Leave those quotes away and I agree. If they know enough Java to finish those
tickets in a way that the bug is actually fixed and the fix itself does not
impose more technical debt than needed, then those developers know exactly
enough java and close their tickets successfully indeed.

I wrote my own compiler for a subset of Java (including inheritance and
overriding) to MIPS in uni, among the top in class, and am currently looking
to compile Haskell to a very neat kind of calculus (check out "Formality-
Core"). It was a really fun experience, but I feel that compilers are
immensely overhyped. I guess that is because it is a hard topic and for many
people, the investment is huge, so they exagerate the benefits they percieve
to reap.

Being proud of understanding something or admitting that a topic is hard is
all fine, but I am absolutely allergic to elitism where it isn't just. And no,
in 2019, knowing all about parsing and register allocation won't unlock
superpowers anymore.

------
dkarl
I think the greatest link is aesthetic, the instinct for power and simplicity.
Mathematics and programming are both the creation of weightless structures
that are limited only by their tractability by human intellect.

Of course that perspective ignores two important things: physical constraints
on performance, and the relationship of data to facts in the real world. From
these constraints programming also takes on the characteristics of natural
science and engineering. These considerations come into play as well, but so
often the limiting resource is human time and intellectual bandwidth,
requiring a simpler, easier solution.

REQUIRED ACTIONS
A - Rewrite the stretch of the forum discussion from "Being proud of" through "power and simplicity.", substituting "snobbery" for "elitism".
B - Pick up the forum discussion after its last sentence and carry it further.
The data after the forum discussion plays no part in this exercise.

ITEMS
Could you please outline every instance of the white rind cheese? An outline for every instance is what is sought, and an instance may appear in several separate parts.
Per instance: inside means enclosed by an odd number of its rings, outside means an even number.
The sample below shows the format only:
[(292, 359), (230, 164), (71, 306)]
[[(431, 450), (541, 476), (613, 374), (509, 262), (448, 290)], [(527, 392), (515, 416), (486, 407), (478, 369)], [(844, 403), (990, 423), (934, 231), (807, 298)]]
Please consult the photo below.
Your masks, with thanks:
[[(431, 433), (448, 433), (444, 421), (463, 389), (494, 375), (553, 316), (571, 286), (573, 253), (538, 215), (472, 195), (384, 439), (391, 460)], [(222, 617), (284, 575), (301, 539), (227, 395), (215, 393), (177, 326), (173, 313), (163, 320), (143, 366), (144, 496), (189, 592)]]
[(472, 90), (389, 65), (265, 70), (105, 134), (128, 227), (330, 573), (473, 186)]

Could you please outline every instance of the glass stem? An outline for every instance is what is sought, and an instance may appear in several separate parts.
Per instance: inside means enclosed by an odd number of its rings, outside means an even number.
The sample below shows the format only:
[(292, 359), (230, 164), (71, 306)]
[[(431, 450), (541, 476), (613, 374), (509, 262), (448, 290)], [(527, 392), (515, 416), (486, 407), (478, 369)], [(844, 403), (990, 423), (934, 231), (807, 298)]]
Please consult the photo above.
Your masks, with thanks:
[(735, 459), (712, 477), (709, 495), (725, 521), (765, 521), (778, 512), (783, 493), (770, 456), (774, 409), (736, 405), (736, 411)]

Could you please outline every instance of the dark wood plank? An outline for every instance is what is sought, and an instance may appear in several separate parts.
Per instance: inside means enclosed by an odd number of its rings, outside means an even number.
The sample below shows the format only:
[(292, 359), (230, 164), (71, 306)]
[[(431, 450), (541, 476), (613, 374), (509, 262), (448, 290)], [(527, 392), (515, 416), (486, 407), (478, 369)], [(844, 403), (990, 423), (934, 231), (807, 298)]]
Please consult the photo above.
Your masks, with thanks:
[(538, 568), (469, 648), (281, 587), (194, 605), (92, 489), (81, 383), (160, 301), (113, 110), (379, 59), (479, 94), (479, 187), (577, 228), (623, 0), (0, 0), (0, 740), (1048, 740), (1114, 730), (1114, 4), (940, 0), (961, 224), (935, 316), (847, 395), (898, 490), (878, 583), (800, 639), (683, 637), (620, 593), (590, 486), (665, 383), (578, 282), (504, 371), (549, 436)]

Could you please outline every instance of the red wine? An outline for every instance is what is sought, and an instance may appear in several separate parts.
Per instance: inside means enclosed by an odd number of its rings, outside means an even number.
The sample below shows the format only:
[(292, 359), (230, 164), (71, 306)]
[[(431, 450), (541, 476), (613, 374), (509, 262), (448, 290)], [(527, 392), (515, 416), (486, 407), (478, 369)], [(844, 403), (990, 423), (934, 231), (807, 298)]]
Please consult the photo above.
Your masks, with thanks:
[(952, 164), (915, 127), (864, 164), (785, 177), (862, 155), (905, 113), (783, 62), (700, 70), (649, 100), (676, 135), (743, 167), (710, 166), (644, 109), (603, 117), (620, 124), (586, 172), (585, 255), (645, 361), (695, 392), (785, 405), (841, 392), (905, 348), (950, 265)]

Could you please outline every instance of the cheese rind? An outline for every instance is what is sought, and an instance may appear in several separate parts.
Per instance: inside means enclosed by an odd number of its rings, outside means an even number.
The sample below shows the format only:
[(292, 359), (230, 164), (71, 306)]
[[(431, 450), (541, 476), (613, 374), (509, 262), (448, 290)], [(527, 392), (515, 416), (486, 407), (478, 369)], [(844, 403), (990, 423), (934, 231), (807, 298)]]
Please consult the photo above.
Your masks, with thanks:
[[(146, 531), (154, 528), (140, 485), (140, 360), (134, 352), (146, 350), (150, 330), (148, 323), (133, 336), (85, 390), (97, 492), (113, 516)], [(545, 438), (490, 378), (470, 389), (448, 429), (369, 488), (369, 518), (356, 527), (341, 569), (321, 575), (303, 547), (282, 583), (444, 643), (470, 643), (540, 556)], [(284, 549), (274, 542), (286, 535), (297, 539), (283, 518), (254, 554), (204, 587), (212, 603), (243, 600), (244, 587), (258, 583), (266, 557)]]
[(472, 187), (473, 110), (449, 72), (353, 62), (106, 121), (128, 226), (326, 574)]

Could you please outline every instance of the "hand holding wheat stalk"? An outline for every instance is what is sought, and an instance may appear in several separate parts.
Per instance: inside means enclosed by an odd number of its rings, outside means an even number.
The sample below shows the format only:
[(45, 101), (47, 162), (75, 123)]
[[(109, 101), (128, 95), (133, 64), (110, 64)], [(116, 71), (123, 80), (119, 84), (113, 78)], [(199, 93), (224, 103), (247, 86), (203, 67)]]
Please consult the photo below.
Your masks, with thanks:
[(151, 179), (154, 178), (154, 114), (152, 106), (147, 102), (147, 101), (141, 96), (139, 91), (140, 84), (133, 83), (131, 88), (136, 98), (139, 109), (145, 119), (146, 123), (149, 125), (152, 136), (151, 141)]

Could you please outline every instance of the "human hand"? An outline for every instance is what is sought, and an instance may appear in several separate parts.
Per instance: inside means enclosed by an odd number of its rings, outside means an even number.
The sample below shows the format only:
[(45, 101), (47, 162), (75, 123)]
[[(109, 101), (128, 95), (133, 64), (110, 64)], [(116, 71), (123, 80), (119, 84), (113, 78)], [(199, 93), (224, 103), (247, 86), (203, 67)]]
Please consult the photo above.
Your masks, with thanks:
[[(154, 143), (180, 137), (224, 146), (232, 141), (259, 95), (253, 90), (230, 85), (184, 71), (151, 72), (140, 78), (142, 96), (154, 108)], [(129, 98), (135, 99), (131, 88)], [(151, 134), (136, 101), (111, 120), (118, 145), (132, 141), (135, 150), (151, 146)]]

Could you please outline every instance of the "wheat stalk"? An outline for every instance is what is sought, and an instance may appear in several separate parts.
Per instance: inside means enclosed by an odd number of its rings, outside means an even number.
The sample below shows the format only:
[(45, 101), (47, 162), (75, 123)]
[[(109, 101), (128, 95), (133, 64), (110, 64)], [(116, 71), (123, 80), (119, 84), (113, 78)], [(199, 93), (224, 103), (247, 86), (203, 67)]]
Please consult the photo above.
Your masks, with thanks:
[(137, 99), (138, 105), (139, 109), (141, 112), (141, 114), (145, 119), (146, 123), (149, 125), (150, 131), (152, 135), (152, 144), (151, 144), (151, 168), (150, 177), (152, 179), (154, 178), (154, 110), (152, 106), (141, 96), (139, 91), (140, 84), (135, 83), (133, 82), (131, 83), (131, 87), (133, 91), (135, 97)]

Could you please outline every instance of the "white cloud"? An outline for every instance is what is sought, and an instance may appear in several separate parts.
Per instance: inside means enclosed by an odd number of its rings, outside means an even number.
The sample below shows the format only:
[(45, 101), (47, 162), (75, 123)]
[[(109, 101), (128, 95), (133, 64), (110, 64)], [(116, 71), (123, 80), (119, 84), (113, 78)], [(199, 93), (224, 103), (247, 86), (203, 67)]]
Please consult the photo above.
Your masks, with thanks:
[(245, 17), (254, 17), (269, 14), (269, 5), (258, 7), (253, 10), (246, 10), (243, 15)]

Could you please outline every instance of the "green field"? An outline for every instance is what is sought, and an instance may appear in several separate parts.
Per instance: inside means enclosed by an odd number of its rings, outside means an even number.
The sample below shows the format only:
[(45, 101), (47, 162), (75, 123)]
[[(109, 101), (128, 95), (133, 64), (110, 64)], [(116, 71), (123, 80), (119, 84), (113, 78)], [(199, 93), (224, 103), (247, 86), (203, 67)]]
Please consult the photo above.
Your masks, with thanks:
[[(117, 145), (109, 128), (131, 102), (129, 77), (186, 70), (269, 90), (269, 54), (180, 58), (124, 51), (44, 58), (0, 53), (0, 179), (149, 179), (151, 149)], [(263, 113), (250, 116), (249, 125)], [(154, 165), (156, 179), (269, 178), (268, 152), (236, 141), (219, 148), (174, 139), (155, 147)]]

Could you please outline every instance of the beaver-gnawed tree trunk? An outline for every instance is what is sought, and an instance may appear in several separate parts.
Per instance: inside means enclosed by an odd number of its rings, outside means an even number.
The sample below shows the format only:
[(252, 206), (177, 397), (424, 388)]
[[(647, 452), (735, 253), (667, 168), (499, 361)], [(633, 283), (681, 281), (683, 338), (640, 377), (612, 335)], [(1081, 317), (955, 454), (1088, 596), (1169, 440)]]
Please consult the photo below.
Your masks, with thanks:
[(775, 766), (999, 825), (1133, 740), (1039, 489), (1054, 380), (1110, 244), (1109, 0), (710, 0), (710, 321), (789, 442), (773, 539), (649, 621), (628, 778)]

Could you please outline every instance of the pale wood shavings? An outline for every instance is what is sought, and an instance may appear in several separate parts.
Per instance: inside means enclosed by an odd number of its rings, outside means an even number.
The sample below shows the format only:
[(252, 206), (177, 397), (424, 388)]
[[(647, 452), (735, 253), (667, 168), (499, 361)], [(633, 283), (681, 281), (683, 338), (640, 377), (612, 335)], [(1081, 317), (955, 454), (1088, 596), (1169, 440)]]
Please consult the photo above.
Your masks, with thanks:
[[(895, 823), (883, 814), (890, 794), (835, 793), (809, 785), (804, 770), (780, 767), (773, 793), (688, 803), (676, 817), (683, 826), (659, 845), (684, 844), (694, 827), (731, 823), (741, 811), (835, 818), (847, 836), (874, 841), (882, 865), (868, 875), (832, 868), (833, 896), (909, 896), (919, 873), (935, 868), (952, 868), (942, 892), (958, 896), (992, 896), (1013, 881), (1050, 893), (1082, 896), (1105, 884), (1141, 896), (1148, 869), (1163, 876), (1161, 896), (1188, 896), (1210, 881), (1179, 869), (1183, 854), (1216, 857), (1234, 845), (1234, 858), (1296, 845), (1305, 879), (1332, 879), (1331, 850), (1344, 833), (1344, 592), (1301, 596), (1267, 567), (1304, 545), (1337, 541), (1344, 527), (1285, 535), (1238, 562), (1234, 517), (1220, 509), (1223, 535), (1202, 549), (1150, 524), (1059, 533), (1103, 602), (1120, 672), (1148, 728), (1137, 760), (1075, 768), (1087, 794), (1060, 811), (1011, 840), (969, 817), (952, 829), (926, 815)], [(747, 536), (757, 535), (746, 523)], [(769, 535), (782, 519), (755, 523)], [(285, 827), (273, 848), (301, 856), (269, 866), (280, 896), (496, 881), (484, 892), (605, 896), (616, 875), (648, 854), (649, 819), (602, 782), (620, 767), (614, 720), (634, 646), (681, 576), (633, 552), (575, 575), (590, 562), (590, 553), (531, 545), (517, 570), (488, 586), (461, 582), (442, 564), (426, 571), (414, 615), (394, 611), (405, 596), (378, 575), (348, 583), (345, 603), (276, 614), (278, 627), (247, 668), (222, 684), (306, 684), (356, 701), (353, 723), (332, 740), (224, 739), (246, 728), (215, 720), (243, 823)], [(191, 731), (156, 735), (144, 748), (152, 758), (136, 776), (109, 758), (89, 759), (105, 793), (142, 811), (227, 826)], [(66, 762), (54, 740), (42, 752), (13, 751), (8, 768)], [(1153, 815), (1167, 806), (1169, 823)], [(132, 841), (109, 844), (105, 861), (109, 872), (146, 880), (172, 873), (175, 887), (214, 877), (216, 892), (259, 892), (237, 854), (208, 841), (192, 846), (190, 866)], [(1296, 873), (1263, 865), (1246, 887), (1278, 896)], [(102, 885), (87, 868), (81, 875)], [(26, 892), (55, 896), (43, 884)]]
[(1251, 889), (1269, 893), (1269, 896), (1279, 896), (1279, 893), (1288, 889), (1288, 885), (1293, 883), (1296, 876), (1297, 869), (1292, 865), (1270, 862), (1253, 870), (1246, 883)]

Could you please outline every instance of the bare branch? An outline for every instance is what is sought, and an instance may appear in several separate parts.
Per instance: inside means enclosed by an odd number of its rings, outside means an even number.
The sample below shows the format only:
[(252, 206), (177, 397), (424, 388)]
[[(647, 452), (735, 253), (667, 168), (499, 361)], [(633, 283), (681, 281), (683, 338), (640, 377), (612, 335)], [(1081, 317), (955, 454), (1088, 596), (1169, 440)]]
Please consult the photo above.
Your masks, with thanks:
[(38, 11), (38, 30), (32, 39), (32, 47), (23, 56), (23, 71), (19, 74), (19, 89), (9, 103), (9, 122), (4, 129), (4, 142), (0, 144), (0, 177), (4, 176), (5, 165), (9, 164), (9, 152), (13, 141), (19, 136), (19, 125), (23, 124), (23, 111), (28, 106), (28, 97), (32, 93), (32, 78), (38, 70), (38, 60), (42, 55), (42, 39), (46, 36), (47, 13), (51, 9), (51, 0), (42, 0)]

ANSWERS TO THE EXERCISES
A -
Being proud of understanding something or admitting that a topic is hard is
all fine, but I am absolutely allergic to snobbery where it isn't just. And no,
in 2019, knowing all about parsing and register allocation won't unlock
superpowers anymore.

------
dkarl
I think the greatest link is aesthetic, the instinct for power and simplicity.

B -
In mathematics, the scale can be much grander than anything yet produced in
computing. Calculus is just breathtaking -- the signature accomplishment of
the greatest mathematicians of their time, refined over hundreds of years into
a tool that can be wielded by ordinary teenagers. It might seem shallow to
compare such a sweeping achievement to mundane programming tasks such as
writing enterprise business logic. Yet, if you ignore scale and universality,
the intellectual task is the same: to take something that requires careful
thought and close familiarity with the product requirements today, and boil it
down to something that can be understand at a glance six months from now by
someone who was not involved in the initial development. To distill patterns
of thought internalized via close familiarity with the motivating problems
into easily defined and digested concepts.

------
anaphor
Leslie Lamport (of Paxos, LaTeX, and TLA+ fame) has been making this point for
years. Basically that in order to design a piece of software, you need to be
able to create a spec, and the best way of doing that is through mathematics.

E.g.

\- [https://lamport.azurewebsites.net/tla/math-
knowledge.html](https://lamport.azurewebsites.net/tla/math-knowledge.html)

\- [https://youtu.be/-4Yp3j_jk8Q](https://youtu.be/-4Yp3j_jk8Q)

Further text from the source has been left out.